PROMPT: Format the records as a two-column CSV with the headers instruction and boxes, one row per record, placing each value in a single quoted field and replacing line breaks with spaces. Cover only the records that begin with the line containing "Annotator task sheet — locate the sail" and continue through the line containing "[16,189,472,308]", both lines included.

-- BEGIN DATA SHOWN --

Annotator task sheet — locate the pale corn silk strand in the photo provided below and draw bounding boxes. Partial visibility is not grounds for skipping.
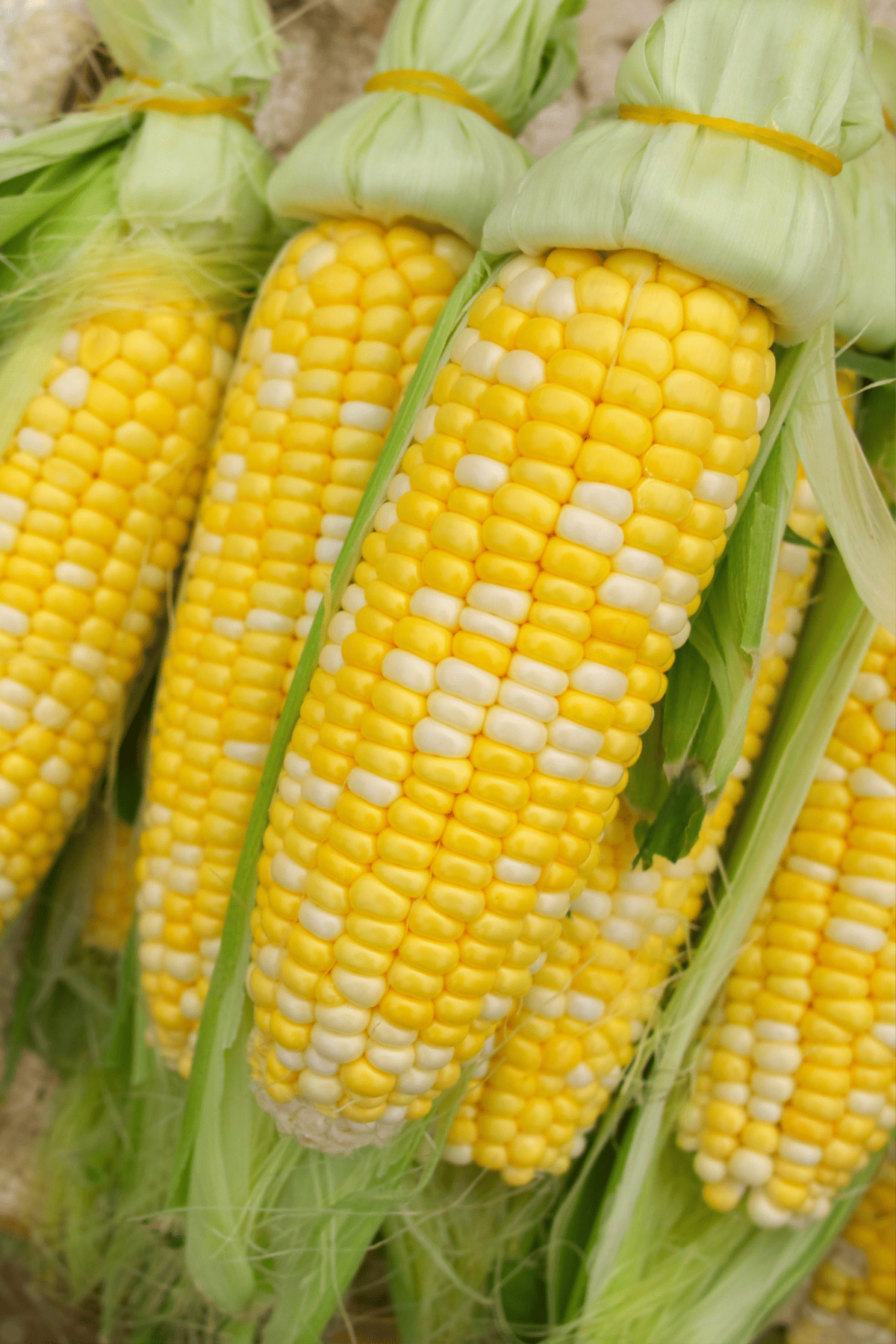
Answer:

-- END DATA SHOWN --
-- BEGIN DATA SHOWN --

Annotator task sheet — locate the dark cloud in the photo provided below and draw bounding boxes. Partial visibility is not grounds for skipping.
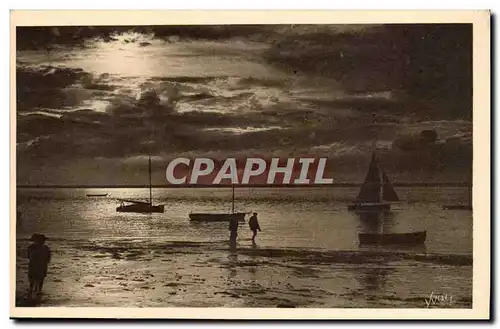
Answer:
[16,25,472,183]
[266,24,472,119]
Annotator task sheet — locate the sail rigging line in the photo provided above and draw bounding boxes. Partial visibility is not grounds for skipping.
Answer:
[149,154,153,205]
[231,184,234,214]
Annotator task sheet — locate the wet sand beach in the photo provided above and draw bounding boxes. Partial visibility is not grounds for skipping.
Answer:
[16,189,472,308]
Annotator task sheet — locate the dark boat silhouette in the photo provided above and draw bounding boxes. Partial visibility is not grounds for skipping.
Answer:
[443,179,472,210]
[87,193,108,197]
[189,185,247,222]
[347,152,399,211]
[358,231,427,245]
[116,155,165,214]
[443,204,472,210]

-- END DATA SHOWN --

EXERCISE SOLUTION:
instruction,boxes
"Annotator task sheet — locate the sail rigging line in the photo provided above and draw bounding boxes. Partial visibility is not grounds for skipping. Answer:","[149,154,153,205] [231,184,234,214]"
"Annotator task sheet — locate the wet sand beach in the photo provided above and draw bounding boxes. Partial visibility is not grounds for skipping. Answer:","[16,189,472,308]"